─── FRAGMENTO DE PÁGINA

Cuando alguno moría en el convento se hacía fiesta, con recreo por la noche con
comida y bebida. Lo mismo hacíamos después del entierro. Todos nos reuníamos y
celebrábamos el paso, la pascua o la navidad, el vere dies natalis (el
verdadero día del nacimiento) del fallecido.
Se
pensaba: él fue naciendo poco a poco a lo largo de su vida hasta acabar de
nacer en Dios. Por eso había fiesta en el cielo y en la tierra. Ese rito es
sagrado y se celebra en todos los conventos franciscanos.
El
fraile que había dejado este mundo entraba en la comunión de los santos, está
vivo, no está ausente, solo es invisible. ¿Hay celebración más digna inventada
por san Francisco de Asís que llamaba a todos los seres hermanos y hermanas y
también trataba de hermana a la muerte?
La
percepción de la muerte es otra. Las personas son inducidas a convivir con la
muerte, no como una bruja que viene y arrebata la vida, sino como una hermana
que viene a abrirnos la puerta a un nivel más alto de vida en Dios.
Cada
cultura tiene su interpretación de la muerte. Estuve hace tiempo con los
Mapuche en el sur de la Patagonia argentina, hablando con los lomkos,
los sabios de la tribu. Ellos tienen otra manera de entender la muerte. Para
ellos la muerte significa pasar al otro lado, donde están los ancianos. No es
abandonar la vida, es entrar en el lado invisible y convivir con los ancianos.
Desde allí, acompañan a las familias, a los seres queridos y a otros próximos,
iluminándolos. La muerte no tiene ningún dramatismo; pertenece a la vida, es su
otro lado.

──────
─── DATOS MOSTRADOS

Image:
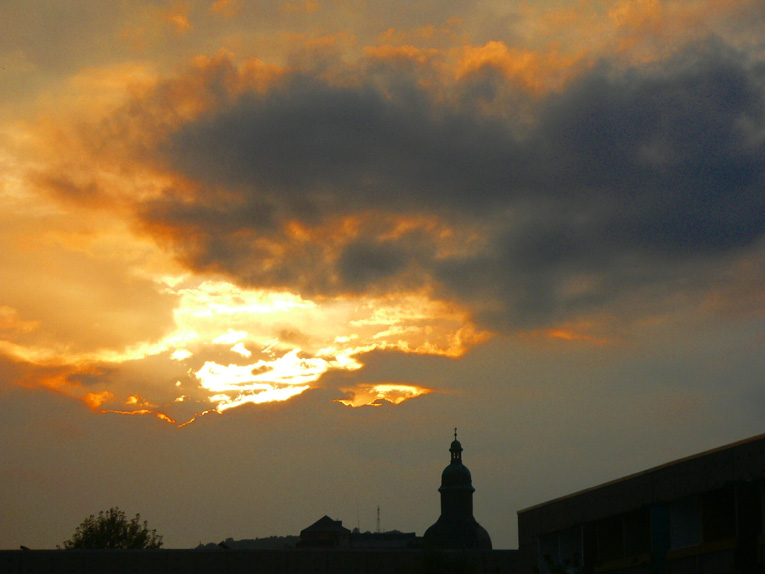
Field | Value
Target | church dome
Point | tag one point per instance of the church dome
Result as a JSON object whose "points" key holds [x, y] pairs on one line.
{"points": [[456, 474], [456, 528]]}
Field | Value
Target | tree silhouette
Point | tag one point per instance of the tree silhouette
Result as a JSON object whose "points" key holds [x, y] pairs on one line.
{"points": [[111, 530]]}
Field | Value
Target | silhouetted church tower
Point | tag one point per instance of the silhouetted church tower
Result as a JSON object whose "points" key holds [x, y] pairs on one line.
{"points": [[456, 527]]}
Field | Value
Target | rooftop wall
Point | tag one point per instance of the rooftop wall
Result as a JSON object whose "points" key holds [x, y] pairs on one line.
{"points": [[738, 462], [258, 561]]}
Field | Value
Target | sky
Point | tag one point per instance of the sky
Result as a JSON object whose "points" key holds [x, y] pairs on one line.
{"points": [[258, 259]]}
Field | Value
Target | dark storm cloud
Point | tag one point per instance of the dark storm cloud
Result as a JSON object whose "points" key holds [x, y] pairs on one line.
{"points": [[627, 181]]}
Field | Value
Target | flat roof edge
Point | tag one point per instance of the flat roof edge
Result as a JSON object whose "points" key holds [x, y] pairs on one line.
{"points": [[647, 471]]}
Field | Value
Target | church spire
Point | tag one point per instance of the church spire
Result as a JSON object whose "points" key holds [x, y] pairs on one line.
{"points": [[456, 527], [456, 449]]}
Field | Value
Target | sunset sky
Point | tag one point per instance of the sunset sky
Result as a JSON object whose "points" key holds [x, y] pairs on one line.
{"points": [[258, 259]]}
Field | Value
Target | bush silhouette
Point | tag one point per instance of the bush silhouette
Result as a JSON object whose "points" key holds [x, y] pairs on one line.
{"points": [[111, 530]]}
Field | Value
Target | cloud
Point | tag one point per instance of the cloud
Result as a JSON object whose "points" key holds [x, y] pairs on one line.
{"points": [[625, 182]]}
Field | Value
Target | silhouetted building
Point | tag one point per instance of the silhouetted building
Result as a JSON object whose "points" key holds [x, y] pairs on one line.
{"points": [[325, 533], [700, 514], [456, 528], [382, 540]]}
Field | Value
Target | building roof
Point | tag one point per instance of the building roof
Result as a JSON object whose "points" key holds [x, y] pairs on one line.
{"points": [[736, 462], [326, 524]]}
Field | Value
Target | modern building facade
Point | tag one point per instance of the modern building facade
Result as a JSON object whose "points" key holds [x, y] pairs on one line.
{"points": [[700, 514], [456, 528]]}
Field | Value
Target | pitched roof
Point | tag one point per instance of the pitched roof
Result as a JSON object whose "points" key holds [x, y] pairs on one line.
{"points": [[326, 524]]}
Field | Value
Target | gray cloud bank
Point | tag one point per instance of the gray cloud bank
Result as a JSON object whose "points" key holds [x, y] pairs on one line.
{"points": [[630, 183]]}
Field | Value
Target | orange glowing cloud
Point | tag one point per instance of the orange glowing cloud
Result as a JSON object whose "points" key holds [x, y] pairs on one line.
{"points": [[376, 394], [537, 72]]}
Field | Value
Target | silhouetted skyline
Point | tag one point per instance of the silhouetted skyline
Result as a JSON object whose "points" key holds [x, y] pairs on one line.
{"points": [[256, 258]]}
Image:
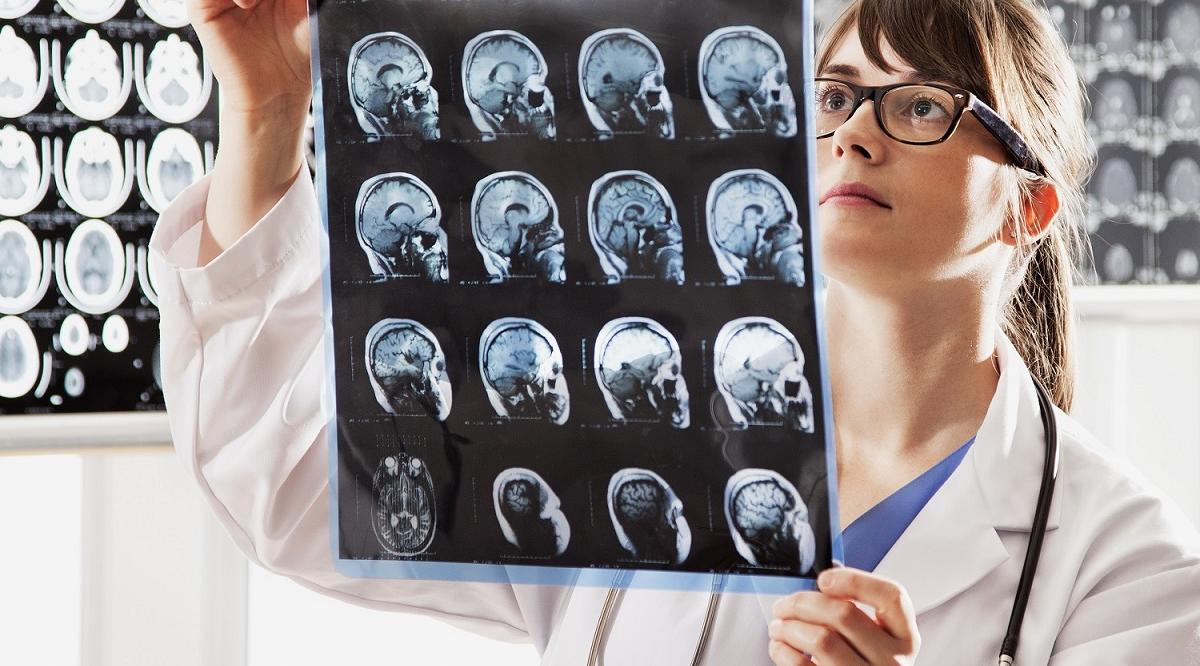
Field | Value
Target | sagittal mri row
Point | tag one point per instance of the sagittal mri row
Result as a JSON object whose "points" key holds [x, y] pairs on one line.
{"points": [[621, 73], [766, 516], [751, 221], [759, 369]]}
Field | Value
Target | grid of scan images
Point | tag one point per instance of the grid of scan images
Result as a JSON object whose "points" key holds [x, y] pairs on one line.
{"points": [[1141, 63], [106, 114], [571, 287]]}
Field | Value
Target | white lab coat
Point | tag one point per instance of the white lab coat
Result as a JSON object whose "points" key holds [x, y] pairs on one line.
{"points": [[243, 376]]}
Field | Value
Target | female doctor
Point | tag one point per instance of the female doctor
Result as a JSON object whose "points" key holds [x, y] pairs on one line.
{"points": [[949, 273]]}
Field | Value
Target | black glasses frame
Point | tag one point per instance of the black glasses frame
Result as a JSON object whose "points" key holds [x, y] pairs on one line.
{"points": [[964, 101]]}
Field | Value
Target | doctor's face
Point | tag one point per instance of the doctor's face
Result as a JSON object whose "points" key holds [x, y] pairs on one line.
{"points": [[941, 207]]}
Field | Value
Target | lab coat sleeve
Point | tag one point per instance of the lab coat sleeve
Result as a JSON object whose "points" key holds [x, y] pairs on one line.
{"points": [[1138, 588], [243, 375]]}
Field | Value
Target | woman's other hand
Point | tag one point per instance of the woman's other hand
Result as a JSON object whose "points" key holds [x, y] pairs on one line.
{"points": [[828, 629]]}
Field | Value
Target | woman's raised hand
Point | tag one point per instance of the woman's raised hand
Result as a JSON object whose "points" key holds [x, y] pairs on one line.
{"points": [[826, 628]]}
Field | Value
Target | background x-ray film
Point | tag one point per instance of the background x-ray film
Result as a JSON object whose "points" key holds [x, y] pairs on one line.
{"points": [[107, 112], [570, 283]]}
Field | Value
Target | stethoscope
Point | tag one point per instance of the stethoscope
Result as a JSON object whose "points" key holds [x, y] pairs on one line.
{"points": [[1008, 648]]}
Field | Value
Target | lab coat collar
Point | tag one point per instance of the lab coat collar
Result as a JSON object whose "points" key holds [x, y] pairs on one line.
{"points": [[954, 540]]}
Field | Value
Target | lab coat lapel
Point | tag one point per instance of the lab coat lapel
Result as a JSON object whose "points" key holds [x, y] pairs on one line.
{"points": [[953, 543]]}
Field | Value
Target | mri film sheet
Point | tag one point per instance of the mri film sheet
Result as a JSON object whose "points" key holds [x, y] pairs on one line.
{"points": [[574, 319]]}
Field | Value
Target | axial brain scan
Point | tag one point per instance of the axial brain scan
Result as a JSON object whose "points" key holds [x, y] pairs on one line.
{"points": [[754, 228], [408, 370], [623, 81], [768, 521], [504, 76], [529, 513], [648, 517], [516, 228], [640, 371], [522, 369], [390, 88], [760, 373], [400, 228], [635, 228], [744, 83], [405, 511]]}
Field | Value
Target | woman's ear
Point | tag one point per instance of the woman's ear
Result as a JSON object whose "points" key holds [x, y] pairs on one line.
{"points": [[1037, 213]]}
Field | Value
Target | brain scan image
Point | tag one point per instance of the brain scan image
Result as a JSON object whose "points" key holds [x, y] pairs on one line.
{"points": [[96, 180], [22, 82], [522, 370], [504, 76], [16, 9], [744, 83], [1116, 31], [91, 11], [768, 521], [754, 229], [18, 358], [1180, 105], [760, 373], [529, 513], [1116, 105], [405, 513], [173, 87], [168, 13], [24, 179], [635, 228], [408, 370], [515, 222], [21, 268], [648, 516], [399, 223], [640, 372], [623, 81], [95, 268], [391, 89], [93, 82], [174, 162]]}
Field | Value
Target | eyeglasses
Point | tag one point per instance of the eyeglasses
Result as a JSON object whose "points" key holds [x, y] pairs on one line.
{"points": [[917, 114]]}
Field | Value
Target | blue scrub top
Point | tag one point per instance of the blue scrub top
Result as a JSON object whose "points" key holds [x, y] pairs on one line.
{"points": [[873, 534]]}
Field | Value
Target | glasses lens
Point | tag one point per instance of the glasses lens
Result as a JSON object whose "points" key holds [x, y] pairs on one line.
{"points": [[833, 105], [918, 113]]}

──────

=== CONSIGNA ===
Continúa el fragmento sobre las formas de entender la muerte a partir de su última oración. Las filas proceden de otra fuente.

=== RESPUESTA ===
Podríamos
pasar por otras culturas para conocer su sentido de la vida y de la muerte,
pero quedémonos en nuestro tiempo moderno. Hay un filósofo que trabajó
positivamente el tema de la muerte: Martin Heidegger. En su analítica
existencial afirma que la condición humana, en grado cero, es la de ser un ser
en el mundo, no como lugar geográfico, sino como el conjunto de las relaciones
que nos permiten producir y reproducir vida. La condition humaine es
estar en el mundo con los otros, llenos de cuidados y abiertos a la muerte. La
muerte es vista no como una tragedia y sí como la última expresión de la
libertad humana, su último acto de entrega. Esa entrega sin reservas abre la
posibilidad de sumergirse totalmente en la realidad y en el Ser. Es una especie
de vuelta al seno del cual vinimos como entes, pero como entes que buscan el
Ser. Y finalmente al morir somos acogidos por el Ser. Y ahí ya no hablamos
porque ya no necesitamos palabras. Es el puro vivir por la alegría de vivir y
de ser en el Ser. Para la persona religiosa este Ser no es otro que el Ser
Supremo, Dios vivo que nos da la plenitud de la vida.